■ GIVEN TEXT ■
╭──

It was one of the most disruptive Sundays the NFL has seen for a while. In a spectacular reminder of how small the margins are in a league that’s built for parity and mostly delivers, three of the top five teams in the last set of our NFL power rankings lost, two of them to teams outside the top 16 in that list. (Coincidentally, both of those games were examples of scorigami.) The other two also had it hard against teams that came in unbeaten but largely unheralded. And that after the #6 team lost at home on Thursday night!
Needless to say, it’s all change at the top. Well, almost all change.
1. New England Patriots last week: 1
After their last Super Bowl triumph, one of our writers observed “the Patriots won it all with everything they didn’t have last year” (2018, when they lost a historic shootout to the Eagles). In other words, they did it with defense. After winning ugly in Buffalo for what seems like the 50th time in the Brady-Belichick era, that might be happening again, an Elway-esque case of winning multiple rings at the end of a glittering career courtesy of a loaded team around him, except Elway didn’t have any rings earlier.

╰──

■ DATA SUPPLIED ■
╭──

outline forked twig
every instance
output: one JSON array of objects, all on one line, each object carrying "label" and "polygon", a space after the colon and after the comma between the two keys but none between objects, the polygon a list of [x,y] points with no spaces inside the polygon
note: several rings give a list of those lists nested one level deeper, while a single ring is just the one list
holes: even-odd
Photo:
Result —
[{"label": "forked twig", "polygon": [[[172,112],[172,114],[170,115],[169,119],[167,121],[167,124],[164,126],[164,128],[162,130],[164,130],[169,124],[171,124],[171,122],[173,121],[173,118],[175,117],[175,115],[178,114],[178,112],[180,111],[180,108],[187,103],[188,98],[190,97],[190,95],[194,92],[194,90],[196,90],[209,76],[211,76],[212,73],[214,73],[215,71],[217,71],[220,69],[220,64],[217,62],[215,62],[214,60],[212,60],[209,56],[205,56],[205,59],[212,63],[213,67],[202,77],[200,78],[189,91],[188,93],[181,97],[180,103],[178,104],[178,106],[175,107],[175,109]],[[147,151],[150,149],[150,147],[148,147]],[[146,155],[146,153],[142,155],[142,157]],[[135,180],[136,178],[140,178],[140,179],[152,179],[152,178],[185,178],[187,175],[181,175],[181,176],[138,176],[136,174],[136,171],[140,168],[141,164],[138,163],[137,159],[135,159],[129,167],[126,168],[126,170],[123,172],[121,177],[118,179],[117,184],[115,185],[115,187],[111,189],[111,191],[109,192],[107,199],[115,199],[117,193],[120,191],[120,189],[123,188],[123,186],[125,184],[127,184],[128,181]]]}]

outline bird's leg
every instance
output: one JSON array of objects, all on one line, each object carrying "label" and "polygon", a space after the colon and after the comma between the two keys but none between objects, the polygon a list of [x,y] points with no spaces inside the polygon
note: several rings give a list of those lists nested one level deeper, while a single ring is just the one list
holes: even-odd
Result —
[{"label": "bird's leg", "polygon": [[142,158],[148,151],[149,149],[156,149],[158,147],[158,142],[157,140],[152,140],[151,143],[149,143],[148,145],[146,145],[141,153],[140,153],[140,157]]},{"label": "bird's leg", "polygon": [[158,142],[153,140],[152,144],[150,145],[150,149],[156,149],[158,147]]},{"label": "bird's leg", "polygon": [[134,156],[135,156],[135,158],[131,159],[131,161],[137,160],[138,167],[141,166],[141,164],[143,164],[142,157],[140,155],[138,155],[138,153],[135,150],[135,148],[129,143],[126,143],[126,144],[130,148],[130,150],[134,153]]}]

╰──

■ INSTRUCTION ■
According to the NFL power rankings text, how many of the top five teams from the previous rankings lost that Sunday?

■ THE RESULT ■
Three of them lost.